**GIVEN TASK:** Output only the span of lines that begins at the line containing "# point at: green hillside" and ends at the last line of the data, both included, exactly as they appear.

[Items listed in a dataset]
>> BEGIN

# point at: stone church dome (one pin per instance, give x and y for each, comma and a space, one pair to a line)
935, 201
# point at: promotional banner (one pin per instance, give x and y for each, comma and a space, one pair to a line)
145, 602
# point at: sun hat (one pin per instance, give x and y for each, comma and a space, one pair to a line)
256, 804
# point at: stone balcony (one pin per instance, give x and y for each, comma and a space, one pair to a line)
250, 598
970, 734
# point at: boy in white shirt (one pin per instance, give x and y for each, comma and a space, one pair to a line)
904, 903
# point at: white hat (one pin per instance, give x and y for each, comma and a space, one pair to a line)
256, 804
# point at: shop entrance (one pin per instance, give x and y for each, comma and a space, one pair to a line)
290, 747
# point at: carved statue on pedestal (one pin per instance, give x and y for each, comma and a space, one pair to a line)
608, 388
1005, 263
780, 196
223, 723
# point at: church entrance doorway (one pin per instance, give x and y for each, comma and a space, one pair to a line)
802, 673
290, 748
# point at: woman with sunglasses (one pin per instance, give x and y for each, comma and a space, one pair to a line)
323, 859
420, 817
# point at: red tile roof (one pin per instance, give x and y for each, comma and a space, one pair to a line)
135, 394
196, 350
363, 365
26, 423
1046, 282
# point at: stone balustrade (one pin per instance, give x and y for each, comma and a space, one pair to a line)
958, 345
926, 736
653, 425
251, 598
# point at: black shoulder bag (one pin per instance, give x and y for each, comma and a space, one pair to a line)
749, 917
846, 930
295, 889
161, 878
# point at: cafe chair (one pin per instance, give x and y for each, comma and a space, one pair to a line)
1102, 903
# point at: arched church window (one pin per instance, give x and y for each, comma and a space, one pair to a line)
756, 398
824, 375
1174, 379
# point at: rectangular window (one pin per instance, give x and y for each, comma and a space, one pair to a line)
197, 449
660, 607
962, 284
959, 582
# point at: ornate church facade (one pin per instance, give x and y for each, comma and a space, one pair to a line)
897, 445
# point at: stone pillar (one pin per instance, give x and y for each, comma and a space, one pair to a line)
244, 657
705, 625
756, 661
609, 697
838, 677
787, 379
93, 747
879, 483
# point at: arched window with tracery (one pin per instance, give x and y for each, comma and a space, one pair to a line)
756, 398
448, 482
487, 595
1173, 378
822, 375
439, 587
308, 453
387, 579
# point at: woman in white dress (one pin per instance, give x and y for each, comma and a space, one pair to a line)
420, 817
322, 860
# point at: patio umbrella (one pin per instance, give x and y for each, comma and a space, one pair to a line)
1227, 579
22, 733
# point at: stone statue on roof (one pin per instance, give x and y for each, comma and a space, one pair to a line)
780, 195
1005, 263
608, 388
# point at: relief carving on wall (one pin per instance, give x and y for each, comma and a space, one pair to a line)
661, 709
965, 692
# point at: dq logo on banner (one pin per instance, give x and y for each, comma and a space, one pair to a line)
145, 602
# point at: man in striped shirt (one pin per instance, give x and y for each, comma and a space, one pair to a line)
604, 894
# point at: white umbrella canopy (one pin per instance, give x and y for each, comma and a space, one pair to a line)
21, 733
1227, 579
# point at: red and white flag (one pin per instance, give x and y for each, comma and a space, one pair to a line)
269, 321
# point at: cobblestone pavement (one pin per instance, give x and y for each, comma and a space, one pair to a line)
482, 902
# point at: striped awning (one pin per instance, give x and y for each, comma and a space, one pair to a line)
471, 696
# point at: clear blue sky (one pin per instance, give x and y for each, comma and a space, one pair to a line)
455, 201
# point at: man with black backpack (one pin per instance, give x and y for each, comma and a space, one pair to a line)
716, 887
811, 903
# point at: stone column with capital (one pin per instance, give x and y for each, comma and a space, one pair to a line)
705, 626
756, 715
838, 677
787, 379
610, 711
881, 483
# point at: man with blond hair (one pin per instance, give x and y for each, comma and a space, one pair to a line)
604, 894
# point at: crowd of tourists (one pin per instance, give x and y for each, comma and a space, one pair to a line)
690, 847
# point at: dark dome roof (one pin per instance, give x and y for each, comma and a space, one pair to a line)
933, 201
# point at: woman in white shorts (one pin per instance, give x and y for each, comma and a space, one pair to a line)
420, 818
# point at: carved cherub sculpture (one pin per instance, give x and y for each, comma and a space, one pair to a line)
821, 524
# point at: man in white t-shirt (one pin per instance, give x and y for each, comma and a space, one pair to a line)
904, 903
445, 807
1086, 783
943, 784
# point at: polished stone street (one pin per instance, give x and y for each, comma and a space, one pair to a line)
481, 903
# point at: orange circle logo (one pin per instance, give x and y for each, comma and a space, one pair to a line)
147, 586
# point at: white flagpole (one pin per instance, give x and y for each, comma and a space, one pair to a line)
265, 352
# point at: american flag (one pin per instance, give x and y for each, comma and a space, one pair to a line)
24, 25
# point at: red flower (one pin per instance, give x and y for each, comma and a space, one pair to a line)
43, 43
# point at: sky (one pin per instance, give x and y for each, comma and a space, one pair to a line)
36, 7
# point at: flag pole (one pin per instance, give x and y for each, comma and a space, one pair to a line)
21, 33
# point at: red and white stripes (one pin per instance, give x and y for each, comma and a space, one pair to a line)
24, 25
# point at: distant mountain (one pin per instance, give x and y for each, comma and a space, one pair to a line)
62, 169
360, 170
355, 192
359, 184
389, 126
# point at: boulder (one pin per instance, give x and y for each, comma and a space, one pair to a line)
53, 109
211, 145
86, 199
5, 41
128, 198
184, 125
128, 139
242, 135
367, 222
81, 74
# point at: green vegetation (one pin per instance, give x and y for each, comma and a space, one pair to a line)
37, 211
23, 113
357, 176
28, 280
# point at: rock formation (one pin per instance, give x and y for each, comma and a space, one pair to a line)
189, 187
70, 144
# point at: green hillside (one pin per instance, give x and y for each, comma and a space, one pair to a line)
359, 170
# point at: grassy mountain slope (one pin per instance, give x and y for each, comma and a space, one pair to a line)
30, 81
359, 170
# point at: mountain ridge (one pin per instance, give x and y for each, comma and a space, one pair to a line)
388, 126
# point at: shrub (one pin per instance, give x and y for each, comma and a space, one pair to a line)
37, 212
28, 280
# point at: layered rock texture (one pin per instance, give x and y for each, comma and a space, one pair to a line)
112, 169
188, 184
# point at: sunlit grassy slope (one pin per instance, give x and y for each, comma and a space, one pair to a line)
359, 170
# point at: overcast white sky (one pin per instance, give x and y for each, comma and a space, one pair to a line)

>> END

**RESPONSE BELOW:**
# point at: green hillside (one pin per instance, give x and y for each, comma and a space, one pair to a line)
359, 170
# point at: grassy mountain slope (one pin per instance, give x and y for each, comma and a space, one pair to a line)
30, 81
359, 170
# point at: mountain ridge (one pin per instance, give x and y for each, comma and a space, one pair to a line)
388, 126
# point at: shrub (one pin per instance, give x and y for each, comma and a space, one pair to a line)
37, 212
28, 280
# point at: layered rock texture (one pin per instance, give x and y for each, comma and a space, one pair to a line)
112, 169
188, 184
# point at: sunlit grassy slope (one pin per instance, give x and y for each, comma and a space, one pair to a line)
359, 170
# point at: overcast white sky (one pin per instance, give x and y for each, comma and a space, one pair to a line)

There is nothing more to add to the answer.